* **Extracted text**
<<<<
How to Understand Photosynthesis

Billions of years ago, single-celled algae and bacteria figured out a way to harvest energy from sunlight, a key innovation in the eventual propagation of life around the globe. Here's a quick overview of how photosynthesis evolved, how it works, and how it has changed the face of our planet.

Instructions

    • 1

      Before photosynthesis, single-celled organisms depended on organic molecules. Three and one-half billion years ago (give or take a few hundred million years), primitive bacteria thrived by soaking up the organic residues floating in the Earth's oceans. Like oil today, once these nutrients were gone, they were gone for good-creating evolutionary pressure for new means of finding sustenance.

    • 2

      Primitive bacteria evolved photosynthetic mechanisms. One thing the ancient Earth had in abundance was sunlight. Scientists think the earliest photosynthetic organisms used the elements at hand (such as sulfur) as the motors of primitive photosynthetic assembly lines, in which the energy of an incoming ray of sunlight is stored, processed and used to convert organic molecules into food.
>>>>
* **Tasks to perform**
**A.** In the photosynthesis overview, take the stretch from "Before photosynthesis, single-celled" through "molecules into food." and substitute "carbon compounds" for "organic molecules".
**B.** Does each statement agree with the photosynthesis overview? (i) Primitive bacteria once lived on organic residues floating in the oceans. (ii) The ancient Earth had little sunlight. (iii) Photosynthesis first arose in multicellular plants.

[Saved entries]
<<<<
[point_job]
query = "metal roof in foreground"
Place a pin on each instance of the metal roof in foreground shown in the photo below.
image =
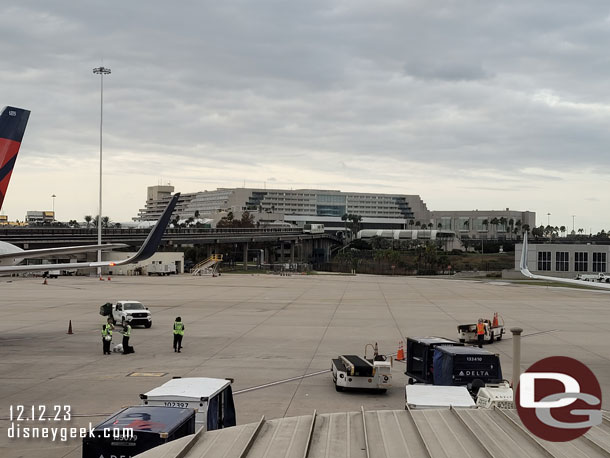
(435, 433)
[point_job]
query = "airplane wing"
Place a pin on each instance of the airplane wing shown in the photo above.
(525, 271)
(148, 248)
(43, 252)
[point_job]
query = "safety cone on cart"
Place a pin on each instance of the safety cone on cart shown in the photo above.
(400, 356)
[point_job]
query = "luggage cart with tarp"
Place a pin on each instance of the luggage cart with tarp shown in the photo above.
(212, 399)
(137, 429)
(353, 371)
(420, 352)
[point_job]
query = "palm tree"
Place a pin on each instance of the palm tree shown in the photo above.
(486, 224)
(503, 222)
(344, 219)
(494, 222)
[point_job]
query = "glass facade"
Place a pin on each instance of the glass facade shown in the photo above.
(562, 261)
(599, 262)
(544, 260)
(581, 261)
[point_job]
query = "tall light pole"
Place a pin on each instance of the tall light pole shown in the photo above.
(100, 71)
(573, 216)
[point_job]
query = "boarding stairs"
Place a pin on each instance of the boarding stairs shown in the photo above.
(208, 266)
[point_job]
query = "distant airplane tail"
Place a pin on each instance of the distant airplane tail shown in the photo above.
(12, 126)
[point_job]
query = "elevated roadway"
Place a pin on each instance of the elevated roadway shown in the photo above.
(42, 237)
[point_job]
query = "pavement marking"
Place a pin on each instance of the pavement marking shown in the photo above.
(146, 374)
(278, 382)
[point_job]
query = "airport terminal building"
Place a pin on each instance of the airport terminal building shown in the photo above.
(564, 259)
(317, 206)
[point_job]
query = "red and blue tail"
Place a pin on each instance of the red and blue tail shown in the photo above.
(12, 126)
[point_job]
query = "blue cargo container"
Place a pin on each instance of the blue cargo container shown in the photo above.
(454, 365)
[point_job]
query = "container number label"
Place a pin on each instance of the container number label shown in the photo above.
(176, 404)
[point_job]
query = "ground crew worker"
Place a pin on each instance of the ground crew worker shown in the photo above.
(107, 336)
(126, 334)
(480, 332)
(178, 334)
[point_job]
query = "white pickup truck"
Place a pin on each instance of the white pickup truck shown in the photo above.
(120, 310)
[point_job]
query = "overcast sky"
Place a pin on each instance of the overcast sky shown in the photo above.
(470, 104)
>>>>
* **Results for each task**
**A.**
Before photosynthesis, single-celled organisms depended on carbon compounds. Three and one-half billion years ago (give or take a few hundred million years), primitive bacteria thrived by soaking up the organic residues floating in the Earth's oceans. Like oil today, once these nutrients were gone, they were gone for good-creating evolutionary pressure for new means of finding sustenance.

    • 2

      Primitive bacteria evolved photosynthetic mechanisms. One thing the ancient Earth had in abundance was sunlight. Scientists think the earliest photosynthetic organisms used the elements at hand (such as sulfur) as the motors of primitive photosynthetic assembly lines, in which the energy of an incoming ray of sunlight is stored, processed and used to convert carbon compounds into food.

**B.**
(i) Yes: "primitive bacteria thrived by soaking up the organic residues floating in the Earth's oceans"
(ii) No: "One thing the ancient Earth had in abundance was sunlight."
(iii) No: "single-celled algae and bacteria figured out a way to harvest energy from sunlight"